Records from a data source:

··········

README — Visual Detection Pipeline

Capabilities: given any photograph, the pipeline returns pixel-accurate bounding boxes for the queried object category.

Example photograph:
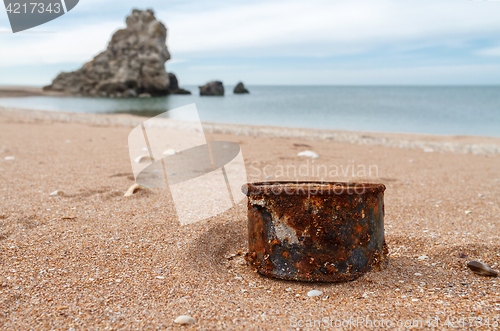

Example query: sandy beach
[0,105,500,330]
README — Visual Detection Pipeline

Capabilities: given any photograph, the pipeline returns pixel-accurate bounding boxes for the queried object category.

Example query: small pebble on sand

··········

*The request*
Rewrite all of the data above, changing "photograph" to "image" everywhere and keeping everything else the same. Leave the pictures out of your answer.

*Answer to the exercise*
README — Visual Detection Pipeline

Capabilities: given any image, the pipeline returns pixel-accurate bounding boxes for the queried object category.

Example image:

Example query: sandy beach
[0,105,500,330]
README — Visual Detection Pipeline

Capabilities: given any image, the pipeline returns pixel-accurate bounding boxes for the queried object category.

Example query: small pebble on sand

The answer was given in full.